The White House released a new framework for national AI legislation Friday morning, focusing on protections for children and boosting the industry while calling for sharp limits on legal liability for developers and state laws that it says would slow down the technology’s development.
The Trump administration’s legislative proposal emphasizes the need for Congress to establish a unifying federal approach to artificial intelligence rather than let states create “a patchwork” of individual rules. Politicians and activists across the political spectrum have instead advocated for states’ ability to regulate AI in the absence of meaningful federal action regarding the fast-moving technology.
“The Federal government is uniquely positioned to set a consistent national policy that enables us to win the AI race and deliver its benefits to the American people,” the White House said in an announcement accompanying the framework’s release.
“The Administration looks forward to working with Congress in the coming months to turn this framework into legislation that the President can sign.”
The framework is split into seven main areas, from “Protecting Children and Empowering Parents” and “Respecting Intellectual Property Rights and Supporting Creators” to “Educating Americans and Developing an AI-Ready Workforce.”
Among other specific provisions, the document calls on Congress to fight AI-enabled scams and require that AI platforms verify the age of their users while respecting their privacy, ensuring that minors are protected against “sexual exploitation and self-harm.”

[Stored data]

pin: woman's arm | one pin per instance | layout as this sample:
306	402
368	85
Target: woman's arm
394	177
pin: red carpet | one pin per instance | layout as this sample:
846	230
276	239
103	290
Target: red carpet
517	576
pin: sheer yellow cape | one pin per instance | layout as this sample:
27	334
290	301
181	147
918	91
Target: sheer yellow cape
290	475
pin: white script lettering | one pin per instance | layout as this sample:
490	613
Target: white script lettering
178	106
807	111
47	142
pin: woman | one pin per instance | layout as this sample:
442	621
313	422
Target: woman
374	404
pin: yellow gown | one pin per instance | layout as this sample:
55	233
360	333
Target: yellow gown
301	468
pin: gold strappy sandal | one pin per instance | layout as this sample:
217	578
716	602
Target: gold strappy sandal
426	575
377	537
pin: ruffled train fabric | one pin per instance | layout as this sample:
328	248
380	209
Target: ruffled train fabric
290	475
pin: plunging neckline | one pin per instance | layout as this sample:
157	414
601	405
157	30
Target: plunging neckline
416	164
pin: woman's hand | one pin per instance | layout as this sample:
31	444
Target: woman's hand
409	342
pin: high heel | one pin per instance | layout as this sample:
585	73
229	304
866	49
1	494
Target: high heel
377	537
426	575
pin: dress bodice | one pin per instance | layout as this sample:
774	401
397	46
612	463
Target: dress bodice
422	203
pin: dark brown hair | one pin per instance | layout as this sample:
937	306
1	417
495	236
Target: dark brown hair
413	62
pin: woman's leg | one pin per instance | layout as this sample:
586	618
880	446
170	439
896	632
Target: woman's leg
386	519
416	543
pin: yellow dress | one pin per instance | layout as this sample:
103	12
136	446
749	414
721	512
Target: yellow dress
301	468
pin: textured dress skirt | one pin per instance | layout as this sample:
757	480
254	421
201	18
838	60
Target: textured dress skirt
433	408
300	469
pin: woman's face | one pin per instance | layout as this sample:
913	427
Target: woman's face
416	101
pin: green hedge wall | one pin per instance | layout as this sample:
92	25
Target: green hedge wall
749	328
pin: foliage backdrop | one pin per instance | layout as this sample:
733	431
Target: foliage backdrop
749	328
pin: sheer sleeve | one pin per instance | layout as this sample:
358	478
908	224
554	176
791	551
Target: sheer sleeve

» **Questions to answer**:
1. Please return the passage of the article on the White House AI framework starting with "The Trump administration’s" and going on through "the fast-moving technology.".
2. Carry the article on the White House AI framework further, beginning right after its final sentence.

» **Answers to the problems**:
1.
The Trump administration’s legislative proposal emphasizes the need for Congress to establish a unifying federal approach to artificial intelligence rather than let states create “a patchwork” of individual rules. Politicians and activists across the political spectrum have instead advocated for states’ ability to regulate AI in the absence of meaningful federal action regarding the fast-moving technology.

2.
Several of the framework’s provisions, including the focus on child protections and support for building American AI infrastructure, were previewed in President Donald Trump’s executive order from December. That order directed David Sacks, the White House’s AI czar, and Michael Kratsios, director of the Office of Science and Technology Policy, to create Friday’s draft framework.
The framework supports limiting the liability of AI developers due to harms from AI systems, particularly railing against “open-ended liability” which “could give rise to excessive litigation” for issues related to child safety. The framework also advances limitations on states’ ability to “penalize AI developers for a third party’s unlawful conduct involving their models.”
These proposed restrictions on liability align with messaging from Sacks, a venture capitalist, and many leading Silicon Valley investors who say significant liability provisions would harm American AI innovation and scare away future investment.
The need to regulate America’s booming AI industry has quickly become a uniting factor for MAGA conservatives and progressive activists.
In recent months, for example, slowing the spread and construction of data centers has become a key bipartisan issue in many state capitols. Friday’s framework calls on Congress to ensure that residential electricity rates do not rise as a result of new data center construction or operation.
While no sweeping federal legislation governing AI currently exists, California’s SB 53 and New York’s RAISE Act have established the current standard for AI legislation. Both laws mandate that leading AI companies, such as OpenAI, Anthropic and Google, establish additional whistleblower protections for employees, report any significant safety-related events to state offices and disclose how they test their models for key risks.
The Trump administration’s calls to restrict states’ ability to legislate AI have recently rankled many Republicans. In a letter to Trump at the beginning of March, more than 50 Republicans said that “recent attempts to halt state AI legislation suggest not merely a desire for coordination, but an effort to prevent the passage of measures holding the tech industry accountable.”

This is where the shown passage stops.